YOUR GOAL ▸
Going through the entries below, count each line containing the word "scoop". Report the number only.

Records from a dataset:
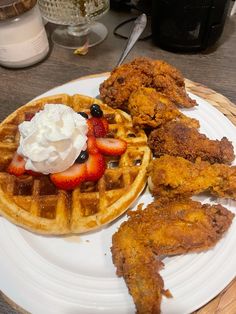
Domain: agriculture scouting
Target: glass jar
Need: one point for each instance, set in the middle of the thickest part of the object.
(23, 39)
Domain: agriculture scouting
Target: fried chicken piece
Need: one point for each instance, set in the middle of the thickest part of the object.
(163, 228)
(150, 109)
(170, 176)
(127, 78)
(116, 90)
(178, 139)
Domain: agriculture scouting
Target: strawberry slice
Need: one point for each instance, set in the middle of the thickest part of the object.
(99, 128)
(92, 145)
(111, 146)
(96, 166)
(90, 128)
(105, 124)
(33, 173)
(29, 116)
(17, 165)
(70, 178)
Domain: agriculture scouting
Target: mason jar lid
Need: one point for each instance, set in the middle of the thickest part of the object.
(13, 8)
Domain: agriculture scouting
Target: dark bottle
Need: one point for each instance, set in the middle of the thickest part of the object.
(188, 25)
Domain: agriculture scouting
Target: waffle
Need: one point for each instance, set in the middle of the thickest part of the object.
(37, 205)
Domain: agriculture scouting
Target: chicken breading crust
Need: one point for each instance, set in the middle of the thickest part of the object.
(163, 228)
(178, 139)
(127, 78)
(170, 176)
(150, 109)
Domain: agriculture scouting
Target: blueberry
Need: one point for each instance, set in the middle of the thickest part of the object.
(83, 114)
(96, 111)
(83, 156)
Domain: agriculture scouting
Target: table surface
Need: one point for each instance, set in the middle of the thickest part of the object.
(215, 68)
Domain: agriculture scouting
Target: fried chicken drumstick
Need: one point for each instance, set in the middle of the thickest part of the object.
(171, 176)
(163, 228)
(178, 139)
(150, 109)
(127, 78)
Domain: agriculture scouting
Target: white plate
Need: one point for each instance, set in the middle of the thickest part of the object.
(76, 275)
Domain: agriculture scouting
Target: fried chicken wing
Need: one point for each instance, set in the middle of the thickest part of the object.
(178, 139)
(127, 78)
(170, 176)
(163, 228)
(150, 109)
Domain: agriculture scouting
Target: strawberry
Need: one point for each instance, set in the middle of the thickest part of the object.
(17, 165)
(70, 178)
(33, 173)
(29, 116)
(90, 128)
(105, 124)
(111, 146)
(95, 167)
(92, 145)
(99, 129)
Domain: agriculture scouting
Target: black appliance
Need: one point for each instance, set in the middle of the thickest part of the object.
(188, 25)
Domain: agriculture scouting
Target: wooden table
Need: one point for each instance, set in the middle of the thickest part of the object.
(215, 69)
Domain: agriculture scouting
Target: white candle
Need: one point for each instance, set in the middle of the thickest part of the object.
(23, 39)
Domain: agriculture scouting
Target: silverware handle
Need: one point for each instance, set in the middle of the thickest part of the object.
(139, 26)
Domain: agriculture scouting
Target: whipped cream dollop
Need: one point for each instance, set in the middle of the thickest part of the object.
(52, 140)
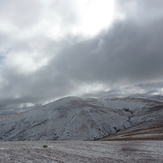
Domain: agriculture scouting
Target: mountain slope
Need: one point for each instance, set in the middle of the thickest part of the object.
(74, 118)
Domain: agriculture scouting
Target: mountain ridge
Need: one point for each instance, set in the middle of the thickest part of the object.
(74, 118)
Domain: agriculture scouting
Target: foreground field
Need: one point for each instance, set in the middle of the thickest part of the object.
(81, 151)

==

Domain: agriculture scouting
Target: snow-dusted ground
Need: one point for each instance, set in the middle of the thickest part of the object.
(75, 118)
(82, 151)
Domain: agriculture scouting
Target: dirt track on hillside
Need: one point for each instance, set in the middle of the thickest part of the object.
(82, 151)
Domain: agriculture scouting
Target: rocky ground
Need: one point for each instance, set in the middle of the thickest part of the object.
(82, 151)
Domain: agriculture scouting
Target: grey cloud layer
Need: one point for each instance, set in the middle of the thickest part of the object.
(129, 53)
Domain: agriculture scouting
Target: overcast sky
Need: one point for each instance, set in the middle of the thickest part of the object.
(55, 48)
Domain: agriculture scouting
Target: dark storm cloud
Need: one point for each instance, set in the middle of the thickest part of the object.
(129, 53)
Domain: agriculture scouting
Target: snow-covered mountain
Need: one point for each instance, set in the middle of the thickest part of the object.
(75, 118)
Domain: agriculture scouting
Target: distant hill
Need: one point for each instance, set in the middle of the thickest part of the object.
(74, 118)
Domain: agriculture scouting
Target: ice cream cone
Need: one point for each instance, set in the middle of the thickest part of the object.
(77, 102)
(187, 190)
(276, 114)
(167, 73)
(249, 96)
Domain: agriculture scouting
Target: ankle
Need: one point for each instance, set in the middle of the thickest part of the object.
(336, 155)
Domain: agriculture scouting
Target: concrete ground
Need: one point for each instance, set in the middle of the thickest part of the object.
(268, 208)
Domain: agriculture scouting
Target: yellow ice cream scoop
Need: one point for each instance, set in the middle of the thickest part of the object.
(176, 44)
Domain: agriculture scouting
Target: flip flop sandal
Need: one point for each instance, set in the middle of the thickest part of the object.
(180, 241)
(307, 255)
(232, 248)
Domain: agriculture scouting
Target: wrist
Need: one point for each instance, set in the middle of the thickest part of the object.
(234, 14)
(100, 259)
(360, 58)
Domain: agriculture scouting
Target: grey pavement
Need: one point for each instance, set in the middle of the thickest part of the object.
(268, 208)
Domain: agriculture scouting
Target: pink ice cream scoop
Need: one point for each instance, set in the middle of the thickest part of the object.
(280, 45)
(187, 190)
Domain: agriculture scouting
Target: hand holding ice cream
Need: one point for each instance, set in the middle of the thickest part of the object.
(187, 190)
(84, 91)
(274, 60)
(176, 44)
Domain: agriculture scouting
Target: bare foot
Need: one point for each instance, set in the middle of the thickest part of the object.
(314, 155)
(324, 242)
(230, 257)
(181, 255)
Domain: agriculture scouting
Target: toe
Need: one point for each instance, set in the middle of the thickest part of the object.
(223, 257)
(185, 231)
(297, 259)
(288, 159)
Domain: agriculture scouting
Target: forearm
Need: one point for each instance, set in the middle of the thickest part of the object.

TASK RESULT ▸
2